**Stated task:**
Give the portion of the records that begins with the line containing "pixel 386 189." and ends with the line containing "pixel 110 30", both included, as a Markdown table with the columns Row and Line. Number each line, and omit any blank lines.

+++ Data shown

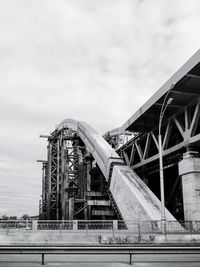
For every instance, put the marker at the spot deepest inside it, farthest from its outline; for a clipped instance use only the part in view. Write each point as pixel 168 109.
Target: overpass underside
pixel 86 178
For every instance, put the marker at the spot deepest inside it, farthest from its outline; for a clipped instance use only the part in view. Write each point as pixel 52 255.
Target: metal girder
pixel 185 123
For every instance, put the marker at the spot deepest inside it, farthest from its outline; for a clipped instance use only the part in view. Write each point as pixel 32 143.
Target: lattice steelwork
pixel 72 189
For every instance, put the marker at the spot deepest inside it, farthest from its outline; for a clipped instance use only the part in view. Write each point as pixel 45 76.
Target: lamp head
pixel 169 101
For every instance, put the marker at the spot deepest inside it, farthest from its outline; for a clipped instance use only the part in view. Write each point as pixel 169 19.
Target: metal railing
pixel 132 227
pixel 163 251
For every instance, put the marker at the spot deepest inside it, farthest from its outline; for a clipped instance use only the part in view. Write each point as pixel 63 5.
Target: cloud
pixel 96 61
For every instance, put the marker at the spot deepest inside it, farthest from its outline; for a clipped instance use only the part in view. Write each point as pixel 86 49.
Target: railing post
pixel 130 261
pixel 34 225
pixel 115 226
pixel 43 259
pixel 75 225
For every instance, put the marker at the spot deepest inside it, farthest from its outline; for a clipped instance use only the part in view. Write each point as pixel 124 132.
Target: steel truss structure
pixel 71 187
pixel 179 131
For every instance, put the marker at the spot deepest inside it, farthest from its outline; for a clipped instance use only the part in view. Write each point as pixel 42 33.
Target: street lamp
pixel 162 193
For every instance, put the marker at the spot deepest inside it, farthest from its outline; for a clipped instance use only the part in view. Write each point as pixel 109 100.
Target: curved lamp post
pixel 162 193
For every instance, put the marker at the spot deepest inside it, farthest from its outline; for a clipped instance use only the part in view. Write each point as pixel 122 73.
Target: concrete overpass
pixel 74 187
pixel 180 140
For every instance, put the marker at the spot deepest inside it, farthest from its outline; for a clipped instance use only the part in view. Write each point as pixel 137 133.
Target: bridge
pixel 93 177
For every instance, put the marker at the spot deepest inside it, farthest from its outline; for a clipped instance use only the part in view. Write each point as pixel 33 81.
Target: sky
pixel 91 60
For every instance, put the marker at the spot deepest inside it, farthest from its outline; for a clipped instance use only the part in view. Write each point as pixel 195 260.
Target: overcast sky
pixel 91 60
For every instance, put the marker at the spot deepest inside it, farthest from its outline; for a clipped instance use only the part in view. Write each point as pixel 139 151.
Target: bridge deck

++++++
+++ Data shown

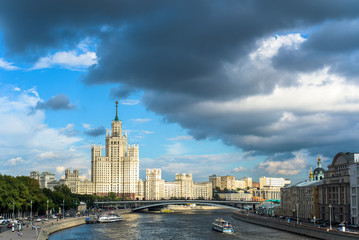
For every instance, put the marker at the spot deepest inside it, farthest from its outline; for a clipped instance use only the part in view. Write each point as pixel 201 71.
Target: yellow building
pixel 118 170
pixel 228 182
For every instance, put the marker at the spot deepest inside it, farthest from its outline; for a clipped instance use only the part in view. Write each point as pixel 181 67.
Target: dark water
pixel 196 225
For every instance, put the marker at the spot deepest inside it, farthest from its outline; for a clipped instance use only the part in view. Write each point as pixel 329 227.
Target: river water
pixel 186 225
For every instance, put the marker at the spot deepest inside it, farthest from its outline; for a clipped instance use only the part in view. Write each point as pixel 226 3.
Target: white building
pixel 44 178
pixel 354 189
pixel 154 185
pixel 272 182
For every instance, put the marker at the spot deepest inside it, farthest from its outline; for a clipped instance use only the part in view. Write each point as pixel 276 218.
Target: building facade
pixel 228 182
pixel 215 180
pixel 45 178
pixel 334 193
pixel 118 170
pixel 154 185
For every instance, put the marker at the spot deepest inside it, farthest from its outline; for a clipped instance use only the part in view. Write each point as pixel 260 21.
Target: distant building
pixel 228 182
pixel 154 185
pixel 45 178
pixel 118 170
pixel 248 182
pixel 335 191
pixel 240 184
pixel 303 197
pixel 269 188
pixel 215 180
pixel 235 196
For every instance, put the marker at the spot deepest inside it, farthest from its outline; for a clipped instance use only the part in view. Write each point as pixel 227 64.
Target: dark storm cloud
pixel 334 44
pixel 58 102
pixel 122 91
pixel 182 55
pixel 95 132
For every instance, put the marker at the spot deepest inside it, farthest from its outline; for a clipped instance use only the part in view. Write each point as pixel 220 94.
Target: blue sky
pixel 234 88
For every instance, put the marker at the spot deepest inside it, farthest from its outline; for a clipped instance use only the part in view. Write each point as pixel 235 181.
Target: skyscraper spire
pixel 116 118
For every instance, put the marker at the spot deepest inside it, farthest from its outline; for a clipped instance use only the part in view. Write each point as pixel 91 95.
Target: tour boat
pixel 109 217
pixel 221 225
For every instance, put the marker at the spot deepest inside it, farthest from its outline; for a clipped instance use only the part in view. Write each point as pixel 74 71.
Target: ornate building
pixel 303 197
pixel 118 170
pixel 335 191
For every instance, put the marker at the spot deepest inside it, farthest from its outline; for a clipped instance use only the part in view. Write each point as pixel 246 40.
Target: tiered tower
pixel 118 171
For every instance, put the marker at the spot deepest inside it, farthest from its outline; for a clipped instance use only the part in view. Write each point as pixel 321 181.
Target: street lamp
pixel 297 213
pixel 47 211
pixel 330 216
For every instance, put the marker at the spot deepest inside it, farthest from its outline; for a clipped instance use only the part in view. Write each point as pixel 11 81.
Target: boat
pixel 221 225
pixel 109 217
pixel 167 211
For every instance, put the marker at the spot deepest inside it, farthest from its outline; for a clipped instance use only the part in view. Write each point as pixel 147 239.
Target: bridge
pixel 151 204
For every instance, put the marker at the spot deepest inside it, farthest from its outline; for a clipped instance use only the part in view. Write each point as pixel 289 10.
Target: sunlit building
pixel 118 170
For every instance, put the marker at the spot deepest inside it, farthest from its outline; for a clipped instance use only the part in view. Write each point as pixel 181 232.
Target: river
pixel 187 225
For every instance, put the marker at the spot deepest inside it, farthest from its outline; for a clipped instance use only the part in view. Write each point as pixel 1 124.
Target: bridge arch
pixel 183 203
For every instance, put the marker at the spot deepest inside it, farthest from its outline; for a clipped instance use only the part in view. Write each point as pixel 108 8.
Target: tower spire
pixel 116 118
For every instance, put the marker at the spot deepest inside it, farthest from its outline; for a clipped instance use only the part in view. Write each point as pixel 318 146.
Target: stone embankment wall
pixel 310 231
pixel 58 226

++++++
+++ Data shown

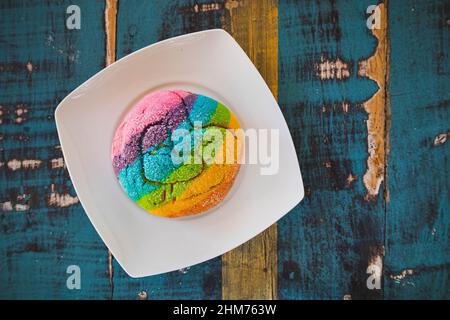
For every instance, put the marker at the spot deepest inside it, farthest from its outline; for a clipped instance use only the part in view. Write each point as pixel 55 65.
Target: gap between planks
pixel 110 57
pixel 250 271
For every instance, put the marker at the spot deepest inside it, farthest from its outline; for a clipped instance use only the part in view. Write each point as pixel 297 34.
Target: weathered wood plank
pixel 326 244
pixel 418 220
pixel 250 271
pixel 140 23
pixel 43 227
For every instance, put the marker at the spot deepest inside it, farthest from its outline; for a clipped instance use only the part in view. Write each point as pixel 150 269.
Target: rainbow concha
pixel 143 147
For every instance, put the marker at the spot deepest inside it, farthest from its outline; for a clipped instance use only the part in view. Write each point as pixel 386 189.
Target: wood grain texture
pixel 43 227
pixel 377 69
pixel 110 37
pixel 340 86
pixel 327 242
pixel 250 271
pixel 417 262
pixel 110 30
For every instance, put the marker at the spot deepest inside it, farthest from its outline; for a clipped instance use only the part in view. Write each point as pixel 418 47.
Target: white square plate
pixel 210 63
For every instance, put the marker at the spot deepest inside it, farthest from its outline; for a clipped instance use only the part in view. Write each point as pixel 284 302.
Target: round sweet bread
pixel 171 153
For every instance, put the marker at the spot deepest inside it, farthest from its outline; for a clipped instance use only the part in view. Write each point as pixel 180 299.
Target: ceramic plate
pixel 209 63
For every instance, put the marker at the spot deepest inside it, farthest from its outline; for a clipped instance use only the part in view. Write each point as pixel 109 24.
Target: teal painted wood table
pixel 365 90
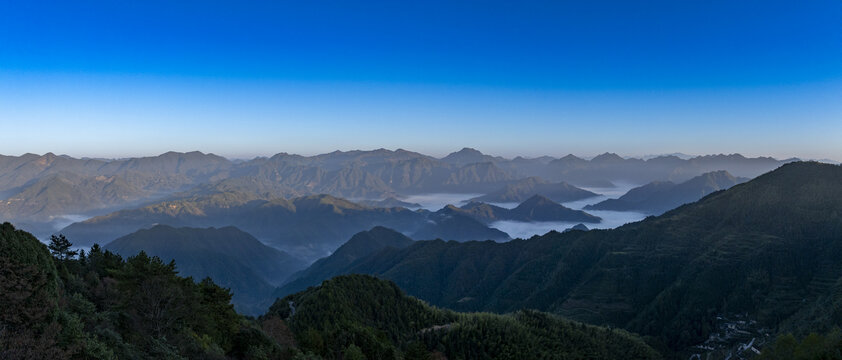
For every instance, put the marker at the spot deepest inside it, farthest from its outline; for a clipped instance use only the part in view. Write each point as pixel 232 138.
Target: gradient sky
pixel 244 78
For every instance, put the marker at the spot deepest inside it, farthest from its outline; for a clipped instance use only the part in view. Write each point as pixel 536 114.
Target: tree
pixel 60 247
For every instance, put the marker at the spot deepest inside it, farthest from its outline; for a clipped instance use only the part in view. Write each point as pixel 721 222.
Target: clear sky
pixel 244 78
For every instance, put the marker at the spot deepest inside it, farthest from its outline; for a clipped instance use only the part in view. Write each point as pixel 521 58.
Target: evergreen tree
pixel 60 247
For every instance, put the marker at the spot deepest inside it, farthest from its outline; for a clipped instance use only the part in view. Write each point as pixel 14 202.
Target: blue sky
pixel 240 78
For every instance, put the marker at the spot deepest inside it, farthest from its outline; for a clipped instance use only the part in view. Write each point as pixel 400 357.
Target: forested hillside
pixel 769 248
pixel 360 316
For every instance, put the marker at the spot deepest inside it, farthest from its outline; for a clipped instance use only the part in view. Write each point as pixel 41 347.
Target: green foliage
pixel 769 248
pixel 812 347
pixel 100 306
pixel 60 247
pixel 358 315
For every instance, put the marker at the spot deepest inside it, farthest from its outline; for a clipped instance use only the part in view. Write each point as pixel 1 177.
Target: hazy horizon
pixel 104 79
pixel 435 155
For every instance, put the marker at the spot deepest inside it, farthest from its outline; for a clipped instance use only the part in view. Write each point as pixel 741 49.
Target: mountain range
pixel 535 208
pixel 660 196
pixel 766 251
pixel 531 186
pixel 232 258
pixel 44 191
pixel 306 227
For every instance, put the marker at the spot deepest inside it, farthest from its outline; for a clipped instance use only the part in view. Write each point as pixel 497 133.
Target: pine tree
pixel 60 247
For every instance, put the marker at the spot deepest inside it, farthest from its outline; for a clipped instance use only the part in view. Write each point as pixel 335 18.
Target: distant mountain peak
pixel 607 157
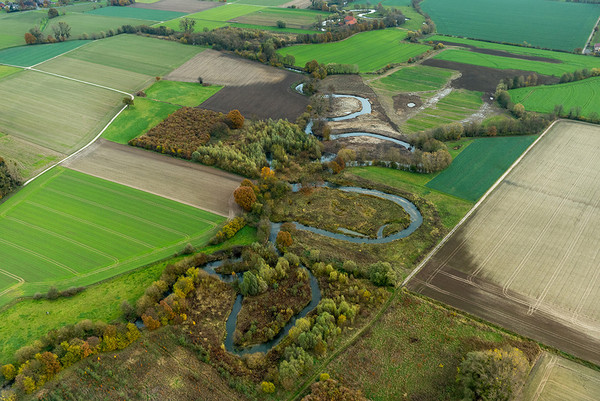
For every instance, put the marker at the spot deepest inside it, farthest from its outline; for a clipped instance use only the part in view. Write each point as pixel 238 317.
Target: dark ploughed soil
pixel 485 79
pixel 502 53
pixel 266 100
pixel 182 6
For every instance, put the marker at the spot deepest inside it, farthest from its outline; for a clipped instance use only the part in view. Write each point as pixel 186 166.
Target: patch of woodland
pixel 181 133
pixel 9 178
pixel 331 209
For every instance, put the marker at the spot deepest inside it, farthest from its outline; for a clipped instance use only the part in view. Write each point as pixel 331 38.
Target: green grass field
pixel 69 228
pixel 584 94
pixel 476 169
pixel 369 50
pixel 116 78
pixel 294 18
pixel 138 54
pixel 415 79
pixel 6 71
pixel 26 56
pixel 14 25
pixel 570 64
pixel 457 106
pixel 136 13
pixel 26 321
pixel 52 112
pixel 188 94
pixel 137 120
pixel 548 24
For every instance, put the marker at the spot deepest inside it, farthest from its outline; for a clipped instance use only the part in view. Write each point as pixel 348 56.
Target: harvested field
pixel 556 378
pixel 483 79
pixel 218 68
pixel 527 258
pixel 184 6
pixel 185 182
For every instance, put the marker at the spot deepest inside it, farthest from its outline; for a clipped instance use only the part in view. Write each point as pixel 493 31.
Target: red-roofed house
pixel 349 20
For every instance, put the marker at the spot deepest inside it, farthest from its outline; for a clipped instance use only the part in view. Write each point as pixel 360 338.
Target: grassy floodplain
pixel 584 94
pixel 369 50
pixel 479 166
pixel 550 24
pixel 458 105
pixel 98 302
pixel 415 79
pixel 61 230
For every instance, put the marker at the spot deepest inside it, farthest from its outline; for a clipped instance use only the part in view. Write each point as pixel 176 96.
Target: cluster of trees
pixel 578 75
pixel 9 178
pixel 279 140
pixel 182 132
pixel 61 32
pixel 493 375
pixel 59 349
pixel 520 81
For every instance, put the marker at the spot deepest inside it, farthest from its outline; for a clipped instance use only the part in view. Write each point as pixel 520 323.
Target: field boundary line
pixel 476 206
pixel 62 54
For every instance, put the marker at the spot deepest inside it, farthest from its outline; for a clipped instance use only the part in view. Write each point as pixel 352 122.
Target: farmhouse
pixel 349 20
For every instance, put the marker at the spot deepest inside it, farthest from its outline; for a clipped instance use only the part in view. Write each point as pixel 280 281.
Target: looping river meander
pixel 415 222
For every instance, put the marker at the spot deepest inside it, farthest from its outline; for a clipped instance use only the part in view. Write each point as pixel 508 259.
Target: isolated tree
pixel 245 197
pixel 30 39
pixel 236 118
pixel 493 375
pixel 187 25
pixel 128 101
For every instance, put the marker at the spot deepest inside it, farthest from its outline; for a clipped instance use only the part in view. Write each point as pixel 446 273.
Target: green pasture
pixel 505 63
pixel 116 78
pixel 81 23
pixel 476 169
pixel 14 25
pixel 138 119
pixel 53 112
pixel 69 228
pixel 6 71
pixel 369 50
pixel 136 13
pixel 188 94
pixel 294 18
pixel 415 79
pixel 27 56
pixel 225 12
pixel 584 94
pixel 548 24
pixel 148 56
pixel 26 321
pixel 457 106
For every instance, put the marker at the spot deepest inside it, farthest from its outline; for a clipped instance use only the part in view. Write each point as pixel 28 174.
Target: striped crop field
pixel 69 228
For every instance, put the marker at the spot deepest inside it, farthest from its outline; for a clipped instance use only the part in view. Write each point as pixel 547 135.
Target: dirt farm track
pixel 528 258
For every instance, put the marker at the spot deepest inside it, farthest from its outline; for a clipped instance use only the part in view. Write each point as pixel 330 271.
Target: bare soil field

++++++

**Result of the exercise:**
| Row | Line |
|---|---|
| 1 | For every instance, put the marker at the spot deepest inside it, farthest from its outline; for a clipped instance use only the part in view. Write each point as pixel 386 189. |
| 2 | Target: wood grain texture |
| 3 | pixel 43 227 |
| 4 | pixel 377 69 |
| 5 | pixel 110 37 |
| 6 | pixel 340 86 |
| 7 | pixel 327 242 |
| 8 | pixel 250 271 |
| 9 | pixel 417 262 |
| 10 | pixel 110 30 |